▶ [STATED GOAL]: Count how many lines in the data below contain the string "green", matching case exactly. Reply with the number alone.
^^^^^^^^^^^^^^^^
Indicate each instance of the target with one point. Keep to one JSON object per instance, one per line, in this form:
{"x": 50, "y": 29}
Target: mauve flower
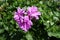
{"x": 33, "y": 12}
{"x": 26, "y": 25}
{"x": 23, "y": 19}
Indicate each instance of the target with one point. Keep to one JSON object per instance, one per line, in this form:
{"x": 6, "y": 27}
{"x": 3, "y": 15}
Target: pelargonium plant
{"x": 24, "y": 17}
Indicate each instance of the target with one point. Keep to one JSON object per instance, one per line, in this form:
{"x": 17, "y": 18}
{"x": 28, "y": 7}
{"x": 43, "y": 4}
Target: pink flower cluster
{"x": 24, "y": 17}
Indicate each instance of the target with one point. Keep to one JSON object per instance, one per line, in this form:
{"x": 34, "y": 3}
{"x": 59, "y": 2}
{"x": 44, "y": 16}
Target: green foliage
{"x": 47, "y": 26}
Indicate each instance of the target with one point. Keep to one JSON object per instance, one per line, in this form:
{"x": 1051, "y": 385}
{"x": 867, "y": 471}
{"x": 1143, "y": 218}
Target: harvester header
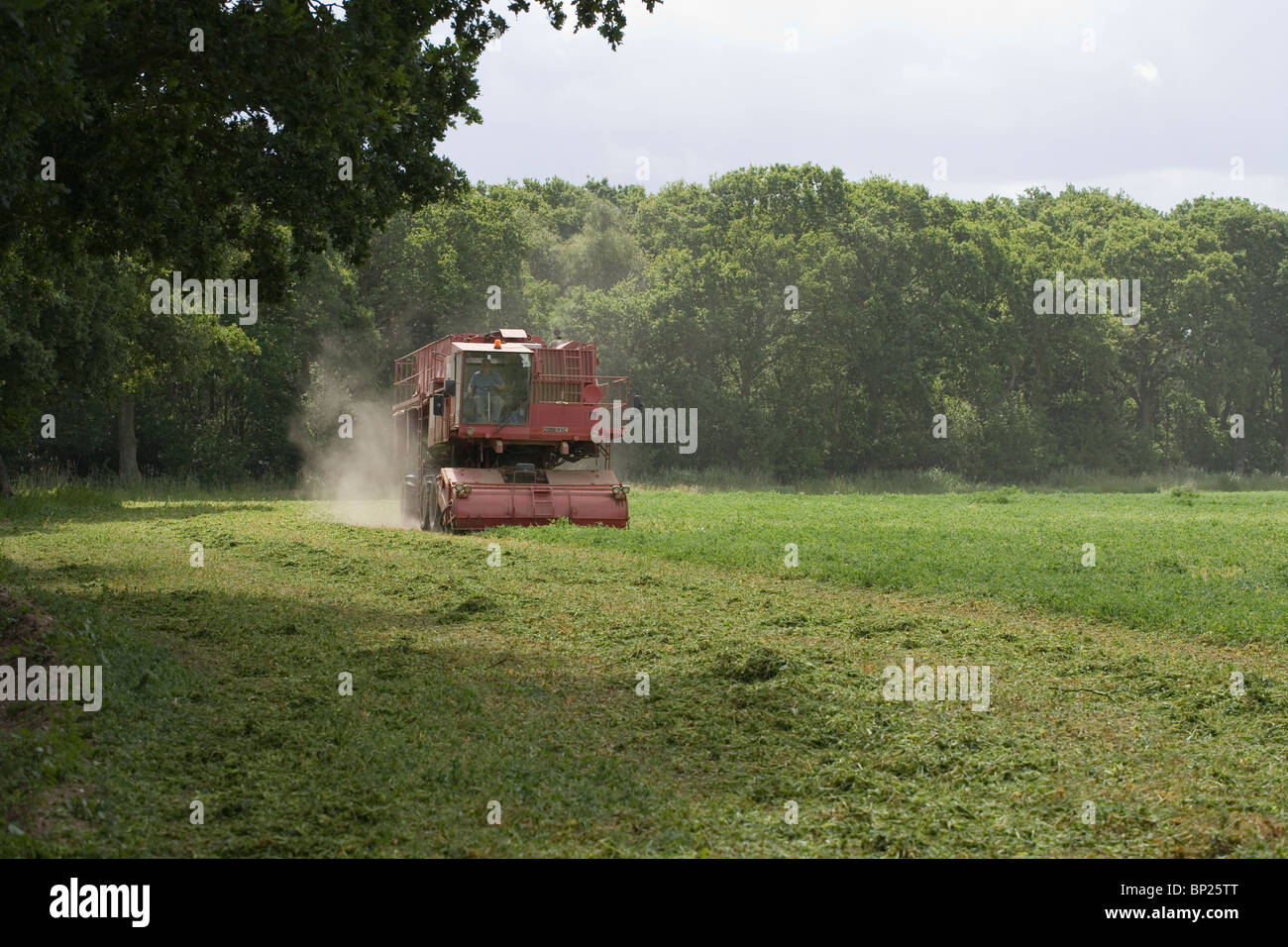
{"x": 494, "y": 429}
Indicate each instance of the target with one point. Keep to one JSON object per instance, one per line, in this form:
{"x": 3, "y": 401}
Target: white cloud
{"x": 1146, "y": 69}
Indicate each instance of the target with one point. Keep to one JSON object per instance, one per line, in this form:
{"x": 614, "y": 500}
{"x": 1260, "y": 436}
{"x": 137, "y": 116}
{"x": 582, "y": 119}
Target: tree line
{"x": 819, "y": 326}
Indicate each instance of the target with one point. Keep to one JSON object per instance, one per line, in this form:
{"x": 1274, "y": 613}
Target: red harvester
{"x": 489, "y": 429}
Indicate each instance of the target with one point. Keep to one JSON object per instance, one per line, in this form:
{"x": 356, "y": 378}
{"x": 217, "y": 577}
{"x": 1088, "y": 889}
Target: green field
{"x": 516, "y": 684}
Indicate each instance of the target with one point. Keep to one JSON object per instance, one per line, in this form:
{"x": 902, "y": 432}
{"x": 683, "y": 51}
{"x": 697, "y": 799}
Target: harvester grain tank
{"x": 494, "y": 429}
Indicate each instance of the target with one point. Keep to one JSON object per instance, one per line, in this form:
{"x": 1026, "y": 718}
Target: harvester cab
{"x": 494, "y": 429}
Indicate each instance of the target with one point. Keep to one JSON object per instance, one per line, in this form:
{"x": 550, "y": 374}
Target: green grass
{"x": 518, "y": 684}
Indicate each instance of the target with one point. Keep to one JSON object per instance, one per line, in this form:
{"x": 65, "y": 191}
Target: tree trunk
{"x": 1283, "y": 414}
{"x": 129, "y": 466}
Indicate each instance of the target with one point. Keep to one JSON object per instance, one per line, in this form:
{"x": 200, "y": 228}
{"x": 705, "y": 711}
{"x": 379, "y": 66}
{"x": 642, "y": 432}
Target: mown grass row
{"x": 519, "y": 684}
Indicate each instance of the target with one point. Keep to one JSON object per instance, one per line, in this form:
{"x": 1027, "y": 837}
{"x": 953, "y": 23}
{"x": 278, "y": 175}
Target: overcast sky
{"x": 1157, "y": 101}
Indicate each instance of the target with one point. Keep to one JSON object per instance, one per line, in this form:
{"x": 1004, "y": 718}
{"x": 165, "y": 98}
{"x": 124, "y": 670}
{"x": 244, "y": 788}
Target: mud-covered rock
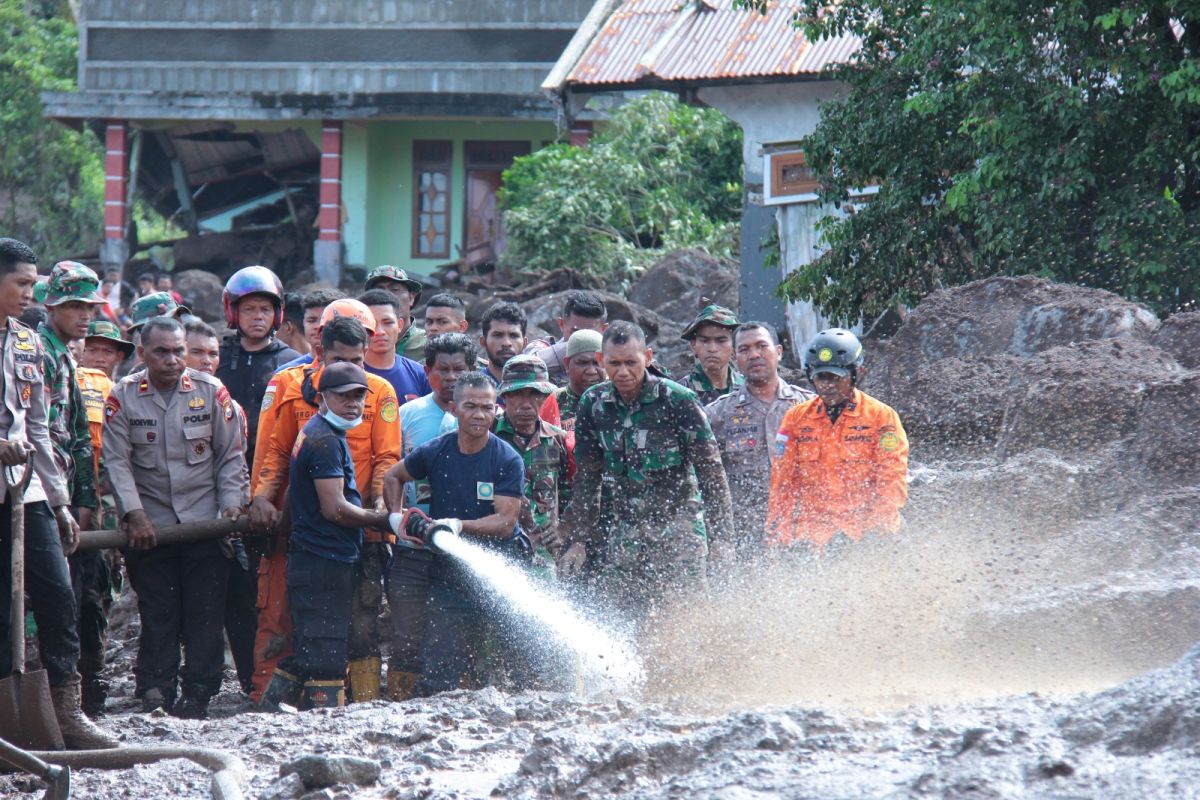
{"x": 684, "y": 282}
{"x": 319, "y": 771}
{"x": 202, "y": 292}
^^^^^^^^^^^^^^^^
▶ [RIGHT ANSWER]: 3